● **Problems and tasks**:
a: Using the recipe excerpt, answer each question in a short phrase: (i) How many Meyer lemons are juiced into the asparagus pan? (ii) How thick should the filets mignons be? (iii) For about how long should the spiced steaks sit at room temperature?
b: Translate this sentence from the recipe excerpt into Spanish: "Sear the steaks on one side without touching or moving them for 3-4 minutes in order to let a heavy crust form."

● **Document excerpt**:
As for the asparagus–it is straightforward. Simmer asparagus in a small amount of water in a saute pan until the desired tenderness is reached. Drain. Melt butter in the pan, with the asparagus, turn the heat to high and allow butter to brown, tossing asparagus in the pan. Squeeze the juice of two Meyer lemons into the pan and add the zest from one, and toss in the browned butter. Add salt and pepper to taste. Serve, sprinkled with some fresh lemon zest.

Barbara’s Version of Pepper-Crusted Filet Mignon

Ingredients:

3 tablespoons black peppercorns, cracked
1 tablespoon white peppercorns, cracked
1 tablespoon coriander seed, cracked
4 tablespoons plus two teaspoons olive oil
1/2 tablespoon salt (to your taste)
4 center-cut filets mignons, 2″ thick, around 8 ounces each, trimmed of silverskin (I left the tiny bits of fat on my steaks because they came from Belgian Blue cattle, which are very, very lean animals. The tiny amount of fat present helped keep the meat moist as it cooked.)

Method:

Heat the 4-5 tablespoons olive oil over medium heat. Add the spices, and stirring occaisionally, simmer until the spices and oil are quite fragrant–between five and eight minutes. Remove from heat, and set aside to cool. When it is at room temperature, add salt and stir well to combine.

Rub steaks with the spice and oil mixture, coating all sides, but paying particular attention to the top and bottom surfaces. Press the peppercorns in with your hands, then set steaks on a plate, cover with plastic wrap and press firmly again in order to set the spices into the meat. Allow to sit at room temperature for about an hour.

Heat 2 teaspoons of oil in a 12 inch cast iron skillet until it is barely smoking. Sear the steaks on one side without touching or moving them for 3-4 minutes in order to let a heavy crust form. Turn the steaks with tongs, and do the sear the other side in the same way. (Here is a tip–if you go to turn your steaks and they stick–they are not done searing. Leave them in place, wait 30-60 seconds and try to turn them again–repeat until they turn easily.)

● **Data supplied**:

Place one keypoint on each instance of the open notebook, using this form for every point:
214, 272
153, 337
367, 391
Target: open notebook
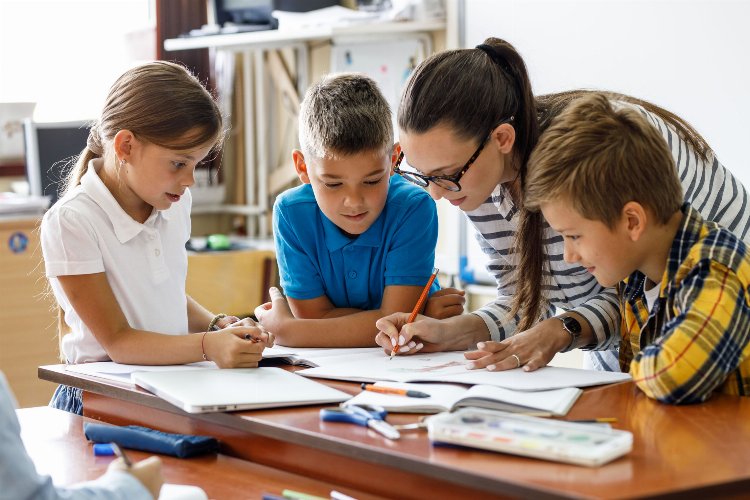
451, 367
448, 397
201, 391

● **Written answers**:
a:
(i) Two
(ii) 2 inches
(iii) About an hour

b: Dore los filetes por un lado sin tocarlos ni moverlos durante 3-4 minutos para que se forme una costra gruesa.